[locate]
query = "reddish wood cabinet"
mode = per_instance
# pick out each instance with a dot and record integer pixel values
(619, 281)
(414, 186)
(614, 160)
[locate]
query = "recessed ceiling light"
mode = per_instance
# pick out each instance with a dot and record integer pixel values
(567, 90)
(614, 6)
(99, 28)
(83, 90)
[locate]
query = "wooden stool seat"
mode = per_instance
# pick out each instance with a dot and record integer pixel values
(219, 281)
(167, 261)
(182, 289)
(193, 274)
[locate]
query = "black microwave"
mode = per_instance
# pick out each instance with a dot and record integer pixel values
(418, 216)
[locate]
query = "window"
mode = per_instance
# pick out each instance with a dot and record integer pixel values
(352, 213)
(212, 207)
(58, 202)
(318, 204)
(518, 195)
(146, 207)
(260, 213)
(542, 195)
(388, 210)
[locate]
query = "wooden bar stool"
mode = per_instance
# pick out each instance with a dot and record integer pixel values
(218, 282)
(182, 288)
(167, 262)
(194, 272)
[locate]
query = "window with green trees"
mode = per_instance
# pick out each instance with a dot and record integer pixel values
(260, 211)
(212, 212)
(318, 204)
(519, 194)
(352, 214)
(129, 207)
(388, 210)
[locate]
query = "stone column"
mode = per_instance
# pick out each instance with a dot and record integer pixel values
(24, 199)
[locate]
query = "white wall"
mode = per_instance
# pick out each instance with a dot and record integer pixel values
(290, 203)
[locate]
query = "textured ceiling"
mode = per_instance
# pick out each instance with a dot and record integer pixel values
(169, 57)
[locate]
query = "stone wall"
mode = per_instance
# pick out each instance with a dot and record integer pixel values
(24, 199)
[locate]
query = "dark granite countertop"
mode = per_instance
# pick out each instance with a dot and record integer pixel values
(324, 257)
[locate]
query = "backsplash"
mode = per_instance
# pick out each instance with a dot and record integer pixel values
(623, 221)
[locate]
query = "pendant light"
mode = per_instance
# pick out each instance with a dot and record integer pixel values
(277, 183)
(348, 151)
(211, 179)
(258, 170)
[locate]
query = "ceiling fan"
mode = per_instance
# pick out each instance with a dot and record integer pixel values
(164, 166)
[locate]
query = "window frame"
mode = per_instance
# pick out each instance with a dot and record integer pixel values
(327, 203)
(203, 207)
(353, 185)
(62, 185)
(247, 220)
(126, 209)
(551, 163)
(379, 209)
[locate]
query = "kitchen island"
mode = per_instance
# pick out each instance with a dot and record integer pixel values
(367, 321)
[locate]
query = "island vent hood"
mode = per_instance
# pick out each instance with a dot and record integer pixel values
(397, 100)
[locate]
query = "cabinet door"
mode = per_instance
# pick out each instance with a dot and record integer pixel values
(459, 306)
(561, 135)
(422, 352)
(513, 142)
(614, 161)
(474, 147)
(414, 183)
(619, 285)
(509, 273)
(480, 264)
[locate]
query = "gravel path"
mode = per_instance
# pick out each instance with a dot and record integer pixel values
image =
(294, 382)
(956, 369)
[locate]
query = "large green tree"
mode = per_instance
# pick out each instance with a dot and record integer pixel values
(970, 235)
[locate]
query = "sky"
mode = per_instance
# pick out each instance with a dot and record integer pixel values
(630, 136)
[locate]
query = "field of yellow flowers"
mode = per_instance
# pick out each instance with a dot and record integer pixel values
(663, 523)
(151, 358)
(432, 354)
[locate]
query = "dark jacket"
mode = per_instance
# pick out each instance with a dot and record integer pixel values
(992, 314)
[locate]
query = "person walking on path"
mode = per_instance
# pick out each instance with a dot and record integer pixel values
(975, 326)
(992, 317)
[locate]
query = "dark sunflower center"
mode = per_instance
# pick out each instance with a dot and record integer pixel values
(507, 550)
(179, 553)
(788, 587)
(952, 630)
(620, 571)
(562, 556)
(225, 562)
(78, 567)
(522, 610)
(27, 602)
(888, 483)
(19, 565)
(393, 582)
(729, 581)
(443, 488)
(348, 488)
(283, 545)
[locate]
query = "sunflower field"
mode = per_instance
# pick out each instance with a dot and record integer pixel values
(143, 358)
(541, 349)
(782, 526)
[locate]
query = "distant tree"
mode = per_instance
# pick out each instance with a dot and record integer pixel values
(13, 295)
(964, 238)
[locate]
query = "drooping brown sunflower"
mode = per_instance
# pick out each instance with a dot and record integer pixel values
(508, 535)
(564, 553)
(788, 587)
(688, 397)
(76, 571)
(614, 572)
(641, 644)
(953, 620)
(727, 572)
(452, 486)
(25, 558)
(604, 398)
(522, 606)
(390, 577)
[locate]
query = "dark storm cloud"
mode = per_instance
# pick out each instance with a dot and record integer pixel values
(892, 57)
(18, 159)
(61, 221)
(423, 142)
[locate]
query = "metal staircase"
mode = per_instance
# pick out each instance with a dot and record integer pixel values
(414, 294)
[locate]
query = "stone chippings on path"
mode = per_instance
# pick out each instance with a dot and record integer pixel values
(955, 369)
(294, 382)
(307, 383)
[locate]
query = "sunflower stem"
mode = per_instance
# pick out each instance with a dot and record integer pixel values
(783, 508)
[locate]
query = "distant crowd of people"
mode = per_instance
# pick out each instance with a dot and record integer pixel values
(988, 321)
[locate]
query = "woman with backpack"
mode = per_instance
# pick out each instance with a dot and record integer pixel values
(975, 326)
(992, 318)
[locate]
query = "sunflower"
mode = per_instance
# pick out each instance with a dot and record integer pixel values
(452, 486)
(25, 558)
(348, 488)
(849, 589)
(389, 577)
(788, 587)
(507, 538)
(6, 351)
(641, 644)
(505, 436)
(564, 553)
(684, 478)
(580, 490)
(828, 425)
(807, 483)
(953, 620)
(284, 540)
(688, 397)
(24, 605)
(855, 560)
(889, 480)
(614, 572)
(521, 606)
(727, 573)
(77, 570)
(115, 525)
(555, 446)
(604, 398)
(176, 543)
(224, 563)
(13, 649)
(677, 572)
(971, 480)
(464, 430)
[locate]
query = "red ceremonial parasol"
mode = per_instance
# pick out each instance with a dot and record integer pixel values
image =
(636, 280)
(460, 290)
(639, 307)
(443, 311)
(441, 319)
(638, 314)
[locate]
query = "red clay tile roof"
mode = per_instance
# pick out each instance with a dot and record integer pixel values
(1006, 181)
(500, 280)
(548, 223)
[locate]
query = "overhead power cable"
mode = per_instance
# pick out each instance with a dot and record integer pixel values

• _PROBLEM STATEMENT_:
This exercise requires the lines of the entries containing the string "ceiling".

• _EXERCISE ANSWER_:
query = "recessed ceiling light"
query = "textured ceiling"
query = "ceiling fan"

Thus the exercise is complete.